## EXERCISE PASSAGE
———
Millennials have been dealt a tough hand. While unemployment is low, many of the jobs available for young people are minimum wage. Millennials with college degrees are struggling with massive student loan debt and few prospects.

That being said, many if not most millennials share an obnoxious habit that limits their career prospects and antagonizes those around them.  That habit: constantly talking and writing about themselves.

Here's a perfect example, an email I received earlier this week from a millennial:

Hi Geoffrey,

How are you?

As economic forecasts get gloomier, I am launching a campaign encouraging the government to place a greater emphasis on business training in our education system.

I started my sustainable business, aged 23 in 2014.  During my business journey I've experienced everything from breakfast one on one with Jeremy Corbyn and being backstage at Elton John concerts to having my bank account balance hit £0 to being offered a shop rent free on the King's Road in London.

Please let me know if you'd be interested in hearing more about this, Geoffrey, I'd love to tell you why I believe young entrepreneurs need more support than they're getting.

Thank you for your time,

Note how every sentence (other than the perfunctory "How are you?") is all about him. He assumes (wrongly) that I'm interested in his life story and, worse, that I care about what he'd "love to tell" or what he believes.
———
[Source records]
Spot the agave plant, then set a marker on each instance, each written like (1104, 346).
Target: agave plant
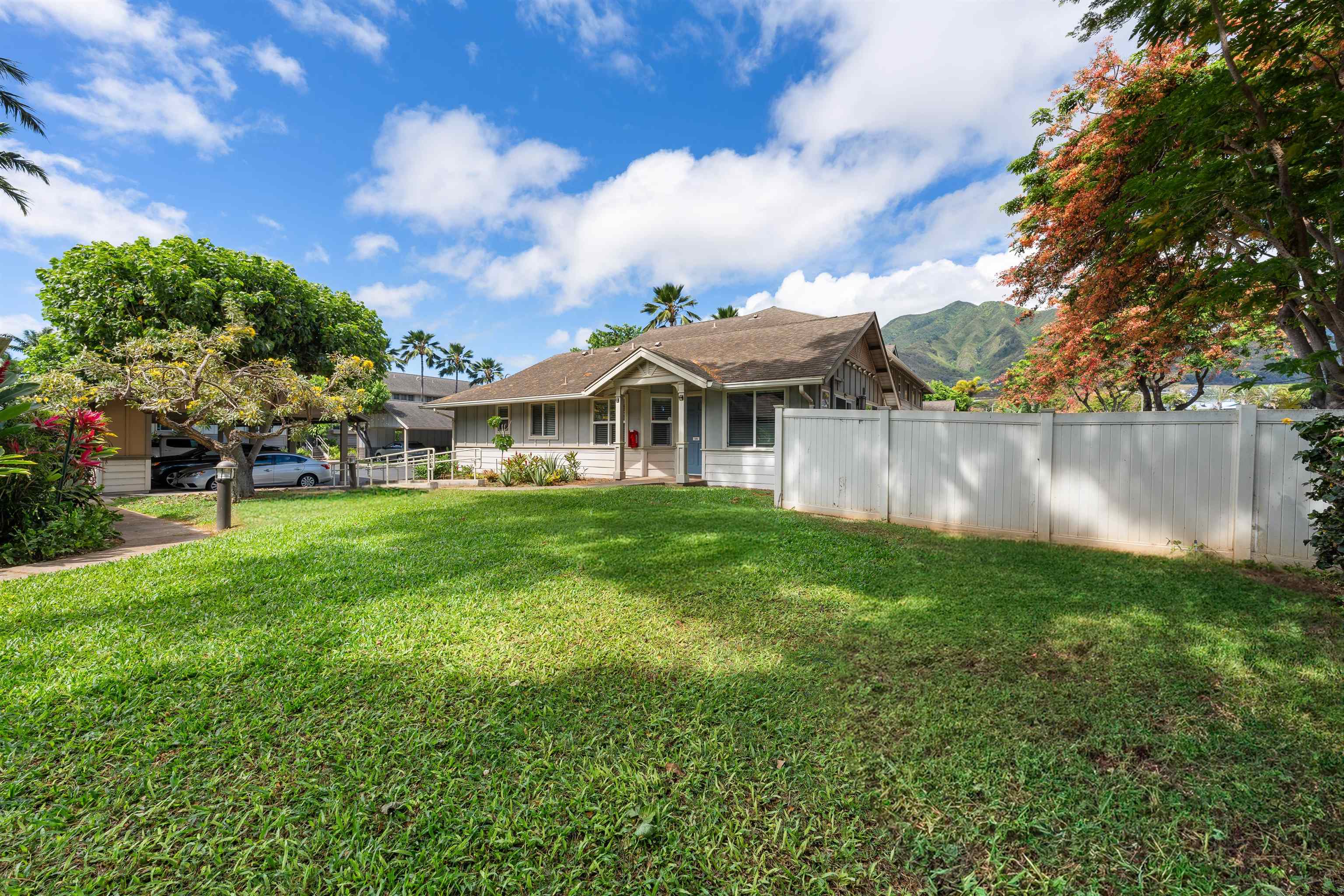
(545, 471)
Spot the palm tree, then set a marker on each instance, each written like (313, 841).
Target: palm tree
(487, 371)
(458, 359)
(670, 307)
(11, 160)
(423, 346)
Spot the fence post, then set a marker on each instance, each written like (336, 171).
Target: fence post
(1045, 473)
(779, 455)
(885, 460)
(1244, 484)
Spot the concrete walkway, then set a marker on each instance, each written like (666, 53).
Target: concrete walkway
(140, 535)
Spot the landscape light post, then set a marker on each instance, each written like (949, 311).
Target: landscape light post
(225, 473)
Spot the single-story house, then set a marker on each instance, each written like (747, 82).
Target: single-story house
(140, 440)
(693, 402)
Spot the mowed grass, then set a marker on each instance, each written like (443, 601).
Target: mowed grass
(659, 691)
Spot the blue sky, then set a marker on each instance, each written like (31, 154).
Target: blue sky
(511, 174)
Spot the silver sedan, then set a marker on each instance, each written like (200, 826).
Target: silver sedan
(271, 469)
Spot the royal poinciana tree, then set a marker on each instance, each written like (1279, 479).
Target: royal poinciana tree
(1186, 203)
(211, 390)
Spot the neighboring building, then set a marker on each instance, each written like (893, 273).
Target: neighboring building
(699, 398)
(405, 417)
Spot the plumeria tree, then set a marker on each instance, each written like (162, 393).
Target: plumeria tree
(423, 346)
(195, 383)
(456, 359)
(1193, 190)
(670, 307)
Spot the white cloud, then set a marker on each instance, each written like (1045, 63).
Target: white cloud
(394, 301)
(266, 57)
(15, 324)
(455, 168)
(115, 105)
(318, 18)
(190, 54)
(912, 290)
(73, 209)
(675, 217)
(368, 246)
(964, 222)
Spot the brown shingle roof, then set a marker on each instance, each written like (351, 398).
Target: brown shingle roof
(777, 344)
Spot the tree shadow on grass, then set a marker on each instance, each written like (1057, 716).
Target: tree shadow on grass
———
## TASK DESCRIPTION
Could you copy the millennials piece, starting with "That being said, many" and going on through "writing about themselves.", and replace "habit" with "tendency" each time it appears?

## ANSWER FOR THIS EXERCISE
That being said, many if not most millennials share an obnoxious tendency that limits their career prospects and antagonizes those around them.  That tendency: constantly talking and writing about themselves.